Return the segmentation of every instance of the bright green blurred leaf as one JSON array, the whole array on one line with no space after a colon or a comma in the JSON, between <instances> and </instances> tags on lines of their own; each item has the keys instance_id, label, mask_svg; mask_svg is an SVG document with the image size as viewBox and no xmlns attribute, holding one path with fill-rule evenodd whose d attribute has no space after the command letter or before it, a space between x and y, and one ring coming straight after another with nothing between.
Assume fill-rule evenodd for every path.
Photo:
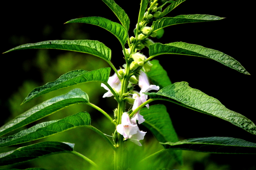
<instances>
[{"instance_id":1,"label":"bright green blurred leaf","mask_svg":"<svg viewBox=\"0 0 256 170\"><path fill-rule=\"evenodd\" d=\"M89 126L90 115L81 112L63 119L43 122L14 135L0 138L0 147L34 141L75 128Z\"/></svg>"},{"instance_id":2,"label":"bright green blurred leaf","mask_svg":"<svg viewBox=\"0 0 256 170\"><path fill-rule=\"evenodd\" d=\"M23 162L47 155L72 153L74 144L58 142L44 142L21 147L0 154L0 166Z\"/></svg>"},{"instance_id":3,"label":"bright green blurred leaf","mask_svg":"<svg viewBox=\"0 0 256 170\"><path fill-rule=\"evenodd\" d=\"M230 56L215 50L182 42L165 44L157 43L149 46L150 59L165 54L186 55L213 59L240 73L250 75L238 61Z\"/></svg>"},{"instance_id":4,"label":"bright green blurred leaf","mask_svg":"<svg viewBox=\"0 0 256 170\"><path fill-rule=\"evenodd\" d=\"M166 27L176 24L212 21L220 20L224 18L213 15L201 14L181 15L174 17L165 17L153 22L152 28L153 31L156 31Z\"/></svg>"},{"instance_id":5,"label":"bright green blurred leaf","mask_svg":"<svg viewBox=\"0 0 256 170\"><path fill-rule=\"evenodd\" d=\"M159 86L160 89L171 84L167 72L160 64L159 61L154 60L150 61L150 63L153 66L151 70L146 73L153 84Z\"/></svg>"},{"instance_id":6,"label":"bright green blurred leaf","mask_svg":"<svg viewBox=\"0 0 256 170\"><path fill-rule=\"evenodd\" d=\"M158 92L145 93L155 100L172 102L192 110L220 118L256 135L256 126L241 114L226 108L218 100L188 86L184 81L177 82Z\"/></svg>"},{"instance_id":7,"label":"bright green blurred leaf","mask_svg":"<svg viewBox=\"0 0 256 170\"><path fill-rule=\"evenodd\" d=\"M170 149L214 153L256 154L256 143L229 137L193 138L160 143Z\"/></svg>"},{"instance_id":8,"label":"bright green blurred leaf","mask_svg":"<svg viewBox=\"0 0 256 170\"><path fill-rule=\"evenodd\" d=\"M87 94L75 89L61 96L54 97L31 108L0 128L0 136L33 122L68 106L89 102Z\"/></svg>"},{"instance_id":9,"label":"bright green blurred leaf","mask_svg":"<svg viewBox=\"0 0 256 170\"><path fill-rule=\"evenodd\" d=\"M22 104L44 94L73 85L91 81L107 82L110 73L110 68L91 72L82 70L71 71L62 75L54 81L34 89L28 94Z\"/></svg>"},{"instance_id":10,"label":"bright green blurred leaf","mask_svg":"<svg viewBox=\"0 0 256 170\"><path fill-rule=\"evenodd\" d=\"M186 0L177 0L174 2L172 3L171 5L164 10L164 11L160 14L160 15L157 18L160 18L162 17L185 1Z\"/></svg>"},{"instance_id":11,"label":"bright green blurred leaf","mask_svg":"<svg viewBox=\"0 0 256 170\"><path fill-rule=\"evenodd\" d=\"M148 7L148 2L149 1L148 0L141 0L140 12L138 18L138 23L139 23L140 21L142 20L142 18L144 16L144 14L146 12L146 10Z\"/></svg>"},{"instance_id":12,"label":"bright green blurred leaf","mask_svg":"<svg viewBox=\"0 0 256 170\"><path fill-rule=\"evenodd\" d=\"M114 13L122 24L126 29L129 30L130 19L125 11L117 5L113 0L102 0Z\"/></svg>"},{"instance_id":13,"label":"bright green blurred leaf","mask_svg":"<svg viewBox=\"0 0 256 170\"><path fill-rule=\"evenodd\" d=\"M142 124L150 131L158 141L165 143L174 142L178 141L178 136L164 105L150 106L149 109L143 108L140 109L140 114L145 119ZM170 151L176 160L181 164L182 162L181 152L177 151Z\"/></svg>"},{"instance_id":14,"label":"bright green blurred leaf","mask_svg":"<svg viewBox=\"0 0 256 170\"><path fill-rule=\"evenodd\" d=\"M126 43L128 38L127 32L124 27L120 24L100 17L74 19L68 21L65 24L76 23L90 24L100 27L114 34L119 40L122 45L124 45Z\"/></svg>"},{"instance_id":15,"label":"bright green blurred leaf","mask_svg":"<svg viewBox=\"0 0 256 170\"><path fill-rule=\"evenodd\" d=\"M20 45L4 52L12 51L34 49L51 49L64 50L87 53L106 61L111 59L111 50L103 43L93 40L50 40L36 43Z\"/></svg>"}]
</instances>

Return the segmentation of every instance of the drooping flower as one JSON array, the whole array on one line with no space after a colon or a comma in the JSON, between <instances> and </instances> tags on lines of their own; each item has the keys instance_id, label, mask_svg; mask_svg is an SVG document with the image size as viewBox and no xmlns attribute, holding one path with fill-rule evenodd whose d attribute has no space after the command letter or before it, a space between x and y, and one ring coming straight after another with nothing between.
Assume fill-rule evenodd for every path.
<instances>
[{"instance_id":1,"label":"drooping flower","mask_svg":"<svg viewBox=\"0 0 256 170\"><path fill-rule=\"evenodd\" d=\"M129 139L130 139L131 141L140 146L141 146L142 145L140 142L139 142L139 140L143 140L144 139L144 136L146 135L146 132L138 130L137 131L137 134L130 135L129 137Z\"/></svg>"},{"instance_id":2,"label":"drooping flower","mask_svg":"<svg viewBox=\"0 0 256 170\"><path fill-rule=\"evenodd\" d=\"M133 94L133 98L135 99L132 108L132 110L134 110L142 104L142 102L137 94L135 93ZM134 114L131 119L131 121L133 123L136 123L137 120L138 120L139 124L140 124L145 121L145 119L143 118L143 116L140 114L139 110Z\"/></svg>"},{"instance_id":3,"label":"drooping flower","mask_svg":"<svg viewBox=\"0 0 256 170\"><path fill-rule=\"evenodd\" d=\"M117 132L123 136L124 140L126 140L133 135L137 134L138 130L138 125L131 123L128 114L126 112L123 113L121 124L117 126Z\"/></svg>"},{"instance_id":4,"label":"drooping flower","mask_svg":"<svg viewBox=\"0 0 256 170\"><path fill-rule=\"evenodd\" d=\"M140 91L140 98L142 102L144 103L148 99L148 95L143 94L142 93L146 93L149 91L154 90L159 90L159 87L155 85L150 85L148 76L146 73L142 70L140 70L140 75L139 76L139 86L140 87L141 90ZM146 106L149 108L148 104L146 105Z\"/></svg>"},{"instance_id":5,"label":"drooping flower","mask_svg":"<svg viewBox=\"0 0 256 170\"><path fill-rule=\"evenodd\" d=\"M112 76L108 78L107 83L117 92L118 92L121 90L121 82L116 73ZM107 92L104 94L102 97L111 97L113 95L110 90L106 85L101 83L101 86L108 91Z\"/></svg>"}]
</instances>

::::

### Given instruction
Can you switch "Assume" to "Use" in the part that opens with the line containing "Return the segmentation of every instance of the drooping" and runs to the end of the rows, returning only that part with everything else unchanged?

### Exercise result
Return the segmentation of every instance of the drooping flower as one JSON array, the whole array on one line with no space after a colon or a comma in the JSON, between <instances> and </instances> tags on lines of their own; each item has the keys instance_id, label, mask_svg; mask_svg is an SVG document with the image size as viewBox and no xmlns attribute, holding one path with fill-rule evenodd whose d attribute has no space after the command letter or before it, a space between x and y, and one ring coming straight after another with nothing between.
Use fill-rule evenodd for every path.
<instances>
[{"instance_id":1,"label":"drooping flower","mask_svg":"<svg viewBox=\"0 0 256 170\"><path fill-rule=\"evenodd\" d=\"M129 139L130 139L131 141L140 146L141 146L142 145L140 142L139 142L139 140L143 140L144 139L144 136L146 135L146 132L138 130L137 131L137 134L130 135L129 137Z\"/></svg>"},{"instance_id":2,"label":"drooping flower","mask_svg":"<svg viewBox=\"0 0 256 170\"><path fill-rule=\"evenodd\" d=\"M133 94L133 98L135 99L132 108L132 110L134 110L142 104L142 102L137 94L135 93ZM134 114L131 119L131 121L133 123L136 123L137 120L138 120L139 124L140 124L145 121L145 119L143 118L143 116L140 114L139 110Z\"/></svg>"},{"instance_id":3,"label":"drooping flower","mask_svg":"<svg viewBox=\"0 0 256 170\"><path fill-rule=\"evenodd\" d=\"M117 132L123 136L124 140L126 140L133 135L137 134L138 130L138 125L131 123L128 114L126 112L123 113L121 124L117 126Z\"/></svg>"},{"instance_id":4,"label":"drooping flower","mask_svg":"<svg viewBox=\"0 0 256 170\"><path fill-rule=\"evenodd\" d=\"M140 91L140 98L142 102L144 103L148 99L148 95L143 94L142 93L146 93L149 91L154 90L159 90L159 87L155 85L150 85L148 76L146 73L142 70L140 70L140 75L139 76L139 86L140 87L141 90ZM146 106L149 108L148 104L146 105Z\"/></svg>"},{"instance_id":5,"label":"drooping flower","mask_svg":"<svg viewBox=\"0 0 256 170\"><path fill-rule=\"evenodd\" d=\"M112 76L108 78L107 83L117 92L118 92L121 90L121 82L116 73ZM107 92L104 94L102 97L111 97L113 95L110 90L106 85L101 83L101 86L108 91Z\"/></svg>"}]
</instances>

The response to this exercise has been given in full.